§ EXCERPTED TEXT
UE College of Arts and Sciences
Note:
1. The topics to be reviewed are expected to have been covered in Junior
   and Senior High School. The focus should then be on deepening and using
   these to be able to critically examine information from various sources.
2. Exert efforts to use technology that are available to students.
• Statistics is the branch of science that deals with the collection,
  presentation, organization, analysis and interpretation of data.
• The population is the collection of all elements under consideration in a
  statistical inquiry. The sample is a subset of the population.
• The variable is a characteristics or attributes of the elements in a
 collection that can assume different values for the different elements.
1. Descriptive statistics includes all the techniques used in organizing,
   summarizing and presenting the data on hand.
2. Inferential statistics includes all the techniques used in analysing the
   sample data that will lead to generalizations about a population from
   which the sample came from.
Example:
Classify whether the statement belongs to the area of Descriptive Statistics and Inferential Statistics.
                   1. Ninety two percent of the class has age between 16-18 years.

§ DATASET EXCERPT
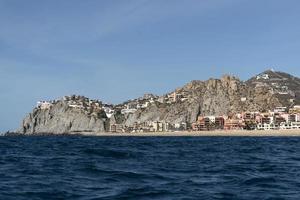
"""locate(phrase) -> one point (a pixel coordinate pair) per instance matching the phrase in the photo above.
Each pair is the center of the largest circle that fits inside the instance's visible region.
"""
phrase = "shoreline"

§ WRITTEN PROBLEM
Reproduce the part of the statistics notes starting with "UE College of" and going on through "available to students.". The listing is separate material and has nothing to do with the statistics notes.

§ ANSWER TO THE TASK
UE College of Arts and Sciences
Note:
1. The topics to be reviewed are expected to have been covered in Junior
   and Senior High School. The focus should then be on deepening and using
   these to be able to critically examine information from various sources.
2. Exert efforts to use technology that are available to students.